Aim: Starting with the line that contains "the green foliage", reproduce each line through the end of the entries exactly as written.

Listing:
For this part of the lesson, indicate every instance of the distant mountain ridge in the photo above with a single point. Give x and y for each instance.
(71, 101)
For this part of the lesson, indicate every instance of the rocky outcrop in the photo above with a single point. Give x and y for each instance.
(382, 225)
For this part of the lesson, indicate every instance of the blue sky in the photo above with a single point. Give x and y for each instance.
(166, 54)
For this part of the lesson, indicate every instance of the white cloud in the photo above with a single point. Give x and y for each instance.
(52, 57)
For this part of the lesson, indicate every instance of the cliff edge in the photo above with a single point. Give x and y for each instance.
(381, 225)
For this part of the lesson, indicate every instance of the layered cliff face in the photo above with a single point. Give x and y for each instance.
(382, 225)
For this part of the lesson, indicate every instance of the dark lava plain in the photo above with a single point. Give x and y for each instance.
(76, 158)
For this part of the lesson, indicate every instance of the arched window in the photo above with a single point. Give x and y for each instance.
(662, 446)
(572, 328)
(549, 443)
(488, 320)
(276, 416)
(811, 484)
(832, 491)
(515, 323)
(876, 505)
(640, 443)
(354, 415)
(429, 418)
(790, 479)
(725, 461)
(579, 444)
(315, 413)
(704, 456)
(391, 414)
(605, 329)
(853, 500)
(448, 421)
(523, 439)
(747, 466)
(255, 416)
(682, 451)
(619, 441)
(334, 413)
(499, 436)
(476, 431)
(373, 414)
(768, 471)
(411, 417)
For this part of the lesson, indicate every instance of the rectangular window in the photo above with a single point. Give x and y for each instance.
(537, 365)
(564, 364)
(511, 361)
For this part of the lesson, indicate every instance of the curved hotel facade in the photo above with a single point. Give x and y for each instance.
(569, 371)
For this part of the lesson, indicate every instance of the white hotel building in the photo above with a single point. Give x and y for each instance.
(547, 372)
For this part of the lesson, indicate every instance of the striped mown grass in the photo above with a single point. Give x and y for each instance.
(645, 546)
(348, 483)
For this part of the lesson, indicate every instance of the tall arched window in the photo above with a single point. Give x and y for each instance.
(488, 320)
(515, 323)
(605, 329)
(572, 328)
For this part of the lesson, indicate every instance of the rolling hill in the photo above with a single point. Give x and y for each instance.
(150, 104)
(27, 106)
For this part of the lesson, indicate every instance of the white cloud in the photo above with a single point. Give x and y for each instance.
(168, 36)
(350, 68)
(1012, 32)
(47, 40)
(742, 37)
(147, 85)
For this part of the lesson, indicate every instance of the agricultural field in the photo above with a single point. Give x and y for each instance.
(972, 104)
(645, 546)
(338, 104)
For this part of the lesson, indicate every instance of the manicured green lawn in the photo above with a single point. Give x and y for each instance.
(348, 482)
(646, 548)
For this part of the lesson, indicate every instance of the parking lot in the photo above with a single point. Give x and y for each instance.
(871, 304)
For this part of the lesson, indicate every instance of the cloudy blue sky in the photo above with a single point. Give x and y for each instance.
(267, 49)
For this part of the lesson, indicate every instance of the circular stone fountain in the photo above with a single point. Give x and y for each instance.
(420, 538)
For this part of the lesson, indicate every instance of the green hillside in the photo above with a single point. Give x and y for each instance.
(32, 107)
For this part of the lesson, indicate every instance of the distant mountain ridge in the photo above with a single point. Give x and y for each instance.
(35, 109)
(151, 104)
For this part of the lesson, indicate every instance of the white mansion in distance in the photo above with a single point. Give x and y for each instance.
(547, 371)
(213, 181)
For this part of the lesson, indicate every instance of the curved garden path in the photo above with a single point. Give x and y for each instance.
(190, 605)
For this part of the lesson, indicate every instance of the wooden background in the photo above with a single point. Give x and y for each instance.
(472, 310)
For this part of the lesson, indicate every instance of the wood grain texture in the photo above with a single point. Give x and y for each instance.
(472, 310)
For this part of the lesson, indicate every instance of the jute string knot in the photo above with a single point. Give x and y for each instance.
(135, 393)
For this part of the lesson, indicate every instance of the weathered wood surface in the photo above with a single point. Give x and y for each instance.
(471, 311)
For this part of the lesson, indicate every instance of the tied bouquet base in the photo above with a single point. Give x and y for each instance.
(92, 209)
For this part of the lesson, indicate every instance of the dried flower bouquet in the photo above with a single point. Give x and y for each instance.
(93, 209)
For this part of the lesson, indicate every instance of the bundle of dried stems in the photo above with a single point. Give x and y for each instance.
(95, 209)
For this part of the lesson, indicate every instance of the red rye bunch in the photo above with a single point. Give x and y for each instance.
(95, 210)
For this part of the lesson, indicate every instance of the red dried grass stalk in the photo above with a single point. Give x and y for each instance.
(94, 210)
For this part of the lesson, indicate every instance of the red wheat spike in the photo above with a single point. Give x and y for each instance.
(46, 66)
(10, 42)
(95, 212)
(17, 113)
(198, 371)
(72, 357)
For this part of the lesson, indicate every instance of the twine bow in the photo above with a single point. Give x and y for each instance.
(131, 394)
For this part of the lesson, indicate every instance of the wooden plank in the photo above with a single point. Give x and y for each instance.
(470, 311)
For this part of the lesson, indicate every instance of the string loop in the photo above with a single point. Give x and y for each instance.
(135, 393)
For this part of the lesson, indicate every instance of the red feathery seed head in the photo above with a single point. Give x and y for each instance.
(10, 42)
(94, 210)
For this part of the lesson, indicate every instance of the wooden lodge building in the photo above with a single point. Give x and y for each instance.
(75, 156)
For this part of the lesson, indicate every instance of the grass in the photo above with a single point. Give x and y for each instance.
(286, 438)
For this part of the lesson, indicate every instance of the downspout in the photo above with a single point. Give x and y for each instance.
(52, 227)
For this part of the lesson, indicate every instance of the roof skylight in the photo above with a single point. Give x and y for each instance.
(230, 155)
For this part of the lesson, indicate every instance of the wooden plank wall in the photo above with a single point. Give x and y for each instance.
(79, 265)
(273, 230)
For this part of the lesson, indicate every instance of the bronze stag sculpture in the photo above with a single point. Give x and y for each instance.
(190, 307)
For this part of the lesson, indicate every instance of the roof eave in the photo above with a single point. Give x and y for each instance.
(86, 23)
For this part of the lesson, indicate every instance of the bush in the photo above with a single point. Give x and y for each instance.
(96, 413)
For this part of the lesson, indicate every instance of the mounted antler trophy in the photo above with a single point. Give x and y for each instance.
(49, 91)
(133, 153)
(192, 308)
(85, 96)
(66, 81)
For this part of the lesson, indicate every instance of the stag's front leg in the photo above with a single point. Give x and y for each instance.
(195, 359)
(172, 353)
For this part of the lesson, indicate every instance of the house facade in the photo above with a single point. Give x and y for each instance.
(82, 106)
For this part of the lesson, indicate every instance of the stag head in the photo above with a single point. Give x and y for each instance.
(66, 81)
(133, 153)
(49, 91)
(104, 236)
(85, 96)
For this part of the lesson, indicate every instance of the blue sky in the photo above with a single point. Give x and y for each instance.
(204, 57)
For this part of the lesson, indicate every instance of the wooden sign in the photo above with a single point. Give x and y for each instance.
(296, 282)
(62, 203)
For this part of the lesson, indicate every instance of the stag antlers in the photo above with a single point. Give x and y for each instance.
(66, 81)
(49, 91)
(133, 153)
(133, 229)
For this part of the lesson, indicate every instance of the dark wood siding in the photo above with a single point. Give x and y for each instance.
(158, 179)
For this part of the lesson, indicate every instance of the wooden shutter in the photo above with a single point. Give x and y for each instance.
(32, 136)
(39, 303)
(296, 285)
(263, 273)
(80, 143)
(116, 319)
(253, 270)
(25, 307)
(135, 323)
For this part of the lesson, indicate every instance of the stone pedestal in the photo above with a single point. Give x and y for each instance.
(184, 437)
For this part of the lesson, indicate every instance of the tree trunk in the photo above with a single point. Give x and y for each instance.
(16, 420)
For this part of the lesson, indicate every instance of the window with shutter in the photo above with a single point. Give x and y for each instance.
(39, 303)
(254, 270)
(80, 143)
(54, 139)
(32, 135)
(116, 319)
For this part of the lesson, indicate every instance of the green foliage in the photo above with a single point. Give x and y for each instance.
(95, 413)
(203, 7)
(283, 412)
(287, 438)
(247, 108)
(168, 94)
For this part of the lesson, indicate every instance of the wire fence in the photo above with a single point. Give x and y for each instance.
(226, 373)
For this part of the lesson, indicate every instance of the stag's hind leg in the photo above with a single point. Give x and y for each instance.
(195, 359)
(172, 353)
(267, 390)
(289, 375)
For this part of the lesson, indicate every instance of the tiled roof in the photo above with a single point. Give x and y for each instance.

Response to the exercise:
For this part of the lesson, indicate every instance of the green foliage in the photo above with a single point. Give x and y for each instance.
(95, 413)
(203, 7)
(283, 412)
(287, 438)
(247, 108)
(168, 94)
For this part of the lesson, indicate every instance of the wire fence in the photo above with a single point. Give x and y for each instance.
(226, 373)
For this part of the lesson, indicate every instance of the stag's hind leg in the photo above with a single point. Give x and y for each instance.
(195, 359)
(172, 353)
(267, 390)
(289, 375)
For this part of the lesson, indicate every instance of the tiled roof in the photo above with a single point. Give x and y for each instance.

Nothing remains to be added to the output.